>> Begin Source extract
Parson upon Dorothy : the other versions
A while ago, I wrote an article about the first version of Parson upon Dorothy, a bucolic dance by the editors of the Dancing Master. I presented several proposals of reconstruction for that choreography – and proposed mine. About my version, I’ve heard good and bad things, so why don’t you make up your own mind?
In the previous article, I had promised to have a look at the other two versions of the dances. Those latter versions are quite similar, enough to be studied together. So today, I propose to reconstruct those two choreographies.
Being a French native speaker, I write in English as good as I can. Please let me know if you sot any error. thank you!
The sources for Parson upon Dorothy
For more information about the tune and its longevity, see my previous article.
Parson upon Dorothy, version 2, is to be found the first time in the 11th edition of the Dancing Master (1701). Then in the five following edition, up to 1716 (16th edition).
Then, from the next edition (1721), we find the third version. It stays in the 18th and last edition, in 1728.
We also read the instructions for version 2, verbatim, in John Walsh’s The Compleat Country-Dance Master, after 1735 (series2, vol. 4). Walsh carelessly plagiarises the Dancing Master, from his first book in 1718: it is not a surprise to find an identical text. We already had observed that phenomenon in Hambleton Round O.
Let’s now try to reconstruct those two dances.
Version 2 of Parson upon Dorothy (1701-1716)
One cannot reconstruct any dance without reading the original text first, so here it is:
The text
Honour to the Presence, then to your own. Lead up forward and back, that again
The 1. Man sides with his own wo. Then on the outside, 1. Man and wo. And turn S. half round and back again, turn half round as before, and back again, then take your own wo. By the right hand and turn her once round, then by the left hand and turn her once round again; then the 1. Man goes to the 2. Wo. And the 1. Wo. To the 2. Man, and so go on till you come to your own place again. Do this to the end.
Henry Playford, The Dancing Master, Londres, 11ème édition, vol I, p.94.
Please don’t give up because of the rambling text. I know, it is a bit like reading the transcription of a call, where the caller reminds the figures more than they explains them. And sometimes, they ahve to repeat, for the dreamy couple far in the back of the room.
But it takes more to discourage me!
Introduction
First step: to split the text into logical blocks.
Honour to the Presence, then to your own. Lead up forward and back, that again
Since the end of the 17th century, the standard introductions (Lead, Sides, Arms) are less in favour. The Dancing Master‘s new dances don’t contain those typical figures. Yet, several longways dances have an “introductory figure”, as the one above.
>> End Source extract
>> Begin Data records
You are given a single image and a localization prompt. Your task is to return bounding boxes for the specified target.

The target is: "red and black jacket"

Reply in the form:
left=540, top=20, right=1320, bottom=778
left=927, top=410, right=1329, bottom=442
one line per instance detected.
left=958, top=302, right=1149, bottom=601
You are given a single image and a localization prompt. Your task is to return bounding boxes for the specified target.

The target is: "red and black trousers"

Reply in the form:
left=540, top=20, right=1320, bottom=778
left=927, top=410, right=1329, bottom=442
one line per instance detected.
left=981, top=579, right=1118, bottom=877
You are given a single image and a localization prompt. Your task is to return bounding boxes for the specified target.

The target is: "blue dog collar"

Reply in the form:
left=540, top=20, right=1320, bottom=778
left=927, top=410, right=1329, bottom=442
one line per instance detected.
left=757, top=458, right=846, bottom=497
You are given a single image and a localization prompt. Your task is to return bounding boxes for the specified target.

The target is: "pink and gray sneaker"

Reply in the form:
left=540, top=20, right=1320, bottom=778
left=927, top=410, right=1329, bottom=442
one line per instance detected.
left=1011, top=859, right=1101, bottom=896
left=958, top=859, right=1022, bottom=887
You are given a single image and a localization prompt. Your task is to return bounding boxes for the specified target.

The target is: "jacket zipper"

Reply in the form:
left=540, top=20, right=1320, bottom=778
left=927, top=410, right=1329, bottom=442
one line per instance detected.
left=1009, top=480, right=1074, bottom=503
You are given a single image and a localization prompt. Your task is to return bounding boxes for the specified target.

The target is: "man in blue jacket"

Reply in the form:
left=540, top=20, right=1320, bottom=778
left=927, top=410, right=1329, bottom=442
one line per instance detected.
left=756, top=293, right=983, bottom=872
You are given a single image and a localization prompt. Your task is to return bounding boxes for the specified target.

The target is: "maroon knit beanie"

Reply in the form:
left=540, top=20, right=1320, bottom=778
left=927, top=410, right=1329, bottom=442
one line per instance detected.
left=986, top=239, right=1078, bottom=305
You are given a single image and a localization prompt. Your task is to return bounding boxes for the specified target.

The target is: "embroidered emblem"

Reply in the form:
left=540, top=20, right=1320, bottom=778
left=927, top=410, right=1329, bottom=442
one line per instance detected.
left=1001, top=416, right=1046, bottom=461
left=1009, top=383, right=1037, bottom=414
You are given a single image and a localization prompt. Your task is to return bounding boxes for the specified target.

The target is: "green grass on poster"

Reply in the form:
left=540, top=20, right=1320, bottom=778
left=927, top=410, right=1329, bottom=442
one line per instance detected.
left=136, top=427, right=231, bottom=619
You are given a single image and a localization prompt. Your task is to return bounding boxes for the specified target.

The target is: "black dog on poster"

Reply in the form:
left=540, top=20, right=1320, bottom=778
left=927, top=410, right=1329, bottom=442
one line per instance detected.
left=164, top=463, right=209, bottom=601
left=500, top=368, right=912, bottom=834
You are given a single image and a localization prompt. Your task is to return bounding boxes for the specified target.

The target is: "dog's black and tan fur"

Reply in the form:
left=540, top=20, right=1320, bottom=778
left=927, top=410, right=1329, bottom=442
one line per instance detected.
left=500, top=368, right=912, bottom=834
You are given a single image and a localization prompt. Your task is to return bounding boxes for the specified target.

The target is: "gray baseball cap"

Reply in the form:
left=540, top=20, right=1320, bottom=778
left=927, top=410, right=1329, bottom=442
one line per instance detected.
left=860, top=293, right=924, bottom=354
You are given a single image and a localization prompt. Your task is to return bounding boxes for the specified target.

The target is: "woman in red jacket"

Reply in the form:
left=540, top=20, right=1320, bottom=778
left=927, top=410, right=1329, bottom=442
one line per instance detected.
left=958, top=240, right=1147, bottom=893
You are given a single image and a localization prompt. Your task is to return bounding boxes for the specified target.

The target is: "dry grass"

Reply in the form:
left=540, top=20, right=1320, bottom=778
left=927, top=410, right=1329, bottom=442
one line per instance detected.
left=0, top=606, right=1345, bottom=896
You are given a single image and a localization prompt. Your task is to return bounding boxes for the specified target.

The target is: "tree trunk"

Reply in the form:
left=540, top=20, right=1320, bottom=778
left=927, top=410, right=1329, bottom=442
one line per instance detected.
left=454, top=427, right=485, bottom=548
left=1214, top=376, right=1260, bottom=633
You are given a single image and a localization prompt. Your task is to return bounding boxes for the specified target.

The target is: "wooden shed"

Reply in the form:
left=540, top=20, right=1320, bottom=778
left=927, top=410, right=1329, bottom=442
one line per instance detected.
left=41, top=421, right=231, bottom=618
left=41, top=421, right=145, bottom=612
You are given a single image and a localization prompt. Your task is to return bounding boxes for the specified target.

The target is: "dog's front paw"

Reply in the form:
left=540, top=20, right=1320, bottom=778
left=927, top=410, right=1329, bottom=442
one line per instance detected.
>> End Data records
**What this exercise asks**
**a.** According to the article on Parson upon Dorothy, which edition of the Dancing Master first printed version 2 of the dance?
**b.** Rewrite the passage of the Parson upon Dorothy article that begins at the words "Parson upon Dorothy, version" and stops after "edition, in 1728.", replacing "edition" with "printing".
**c.** Resume the Parson upon Dorothy article, starting after its final sentence.

**Expected outputs**
**a.** The 11th edition, published in 1701.

**b.**
Parson upon Dorothy, version 2, is to be found the first time in the 11th printing of the Dancing Master (1701). Then in the five following printing, up to 1716 (16th printing).
Then, from the next printing (1721), we find the third version. It stays in the 18th and last printing, in 1728.

**c.**
The introductory figure of Parson Upon Dorothy, n°2 is the same as in The King’s Jigg. Here are some examples of such figures:
- Lead up all and fall back, that again : | Set to your own and fall back, then arms with your own : | (The Duke of Lorain’s March)
- Lead up all a D. forward and back, that again, Sett, that again (Punk’s Delight, the new way)
- Lead up all, and down : | That again, Sett to your own, and fall back : | That again (Black Jack)
Those introductory figures are performed by all dancers at once, only once. How do I know that?
I concede that it is unclear in Dorothy. But in the other dances that I mentionned, there is the word all. So that part is for all dancers, and not only for the first man.
The introductory figure is sometimes doubled (that again), but it is not repeated on each turn of the dance. Indeed, that part is clearly set apart from the rest of the text by an horizontal line. Furthermore, the other parts of the text finish with an explicit order to repeat the figure with other couples:
- Do this to the end (Parson upon Dorothy)
- Do this to all, the rest following (The Gossip’s frolick)
- Do this to the last (Amaryllis)
The problem with the introductory figure in Parson upon Dorothy no.2
That particular introductory figure is tricky to reconstruct because it doesn’t cover the whole music. The Dancing Master gives 3 melodies of 4 bars, in 4/4. I am not a musician, so I systematically translate that in walking steps:
3 melodies of 8 steps each, all played twice = 48 steps / beats.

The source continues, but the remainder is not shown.